■ TEXT
1. Hybrid Workflow: Combining Traditional Methods with AI Automation

One of the most distinctive features of SubsurfaceAI is its dual-mode interpretation environment. Users are not forced to choose between manual and automated approaches. Instead, they are empowered to:

• Begin with traditional tools to explore data visually.
• Apply thresholding or seed tracking to isolate geobodies.
• Gradually incorporate AI when scaling up interpretations or standardizing across interpreters.

This flexible workflow allows geoscientists to tailor their approach based on the data quality, interpretation objective, available labels, and team preferences. A user might begin a project using classical amplitude-based geobody detection and, once a few examples are labeled, quickly train and apply an AI model across the entire volume.

This hybrid approach reduces cognitive load and helps bridge the gap between legacy workflows and modern digital transformation initiatives.

2. Deep Integration with Seismic Attribute Analysis and Machine Learning

In many conventional platforms, geobody interpretation is treated as an isolated step. In contrast, SubsurfaceAI embeds it within a broader analytical framework that includes:

• Multi-attribute cross-plotting: to correlate seismic response with known lithologies or facies.
• Seismic facies classification: using both supervised and unsupervised learning techniques (e.g., K-means, SOM, decision trees, neural nets).

• Spectral decomposition and RGB blending: to enhance geologic feature visibility across frequency ranges.
• Attribute extraction and transformation: for customized preprocessing ahead of geobody detection.

These capabilities ensure that geobody extraction is grounded in quantitative, data-driven interpretation. For example, attribute crossplots can be used to define a multi-dimensional “signature” for a target feature (e.g., high-porosity channel sands), and this signature can then guide both threshold-based and AI-based interpretation methods.

■ REQUEST A
Convert all of the pointing dataset rows into a numbered list, leaving out any blank lines.

Pointing dataset rows
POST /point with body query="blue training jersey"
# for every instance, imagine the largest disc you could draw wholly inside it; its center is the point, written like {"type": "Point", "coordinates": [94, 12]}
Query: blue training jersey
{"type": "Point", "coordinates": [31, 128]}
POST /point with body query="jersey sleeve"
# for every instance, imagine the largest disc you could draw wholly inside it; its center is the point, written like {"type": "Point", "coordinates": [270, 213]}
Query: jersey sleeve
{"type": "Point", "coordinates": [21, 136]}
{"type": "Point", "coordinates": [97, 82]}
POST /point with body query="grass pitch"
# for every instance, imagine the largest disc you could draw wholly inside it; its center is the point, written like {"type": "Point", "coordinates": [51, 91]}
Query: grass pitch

■ REQUEST B
In the SubsurfaceAI text, what purpose is given for spectral decomposition and RGB blending?

■ TASK SOLUTION A
1. POST /point with body query="blue training jersey"
2. # for every instance, imagine the largest disc you could draw wholly inside it; its center is the point, written like {"type": "Point", "coordinates": [94, 12]}
3. Query: blue training jersey
4. {"type": "Point", "coordinates": [31, 128]}
5. POST /point with body query="jersey sleeve"
6. # for every instance, imagine the largest disc you could draw wholly inside it; its center is the point, written like {"type": "Point", "coordinates": [270, 213]}
7. Query: jersey sleeve
8. {"type": "Point", "coordinates": [21, 136]}
9. {"type": "Point", "coordinates": [97, 82]}
10. POST /point with body query="grass pitch"
11. # for every instance, imagine the largest disc you could draw wholly inside it; its center is the point, written like {"type": "Point", "coordinates": [51, 91]}
12. Query: grass pitch

■ TASK SOLUTION B
They enhance geologic feature visibility across frequency ranges.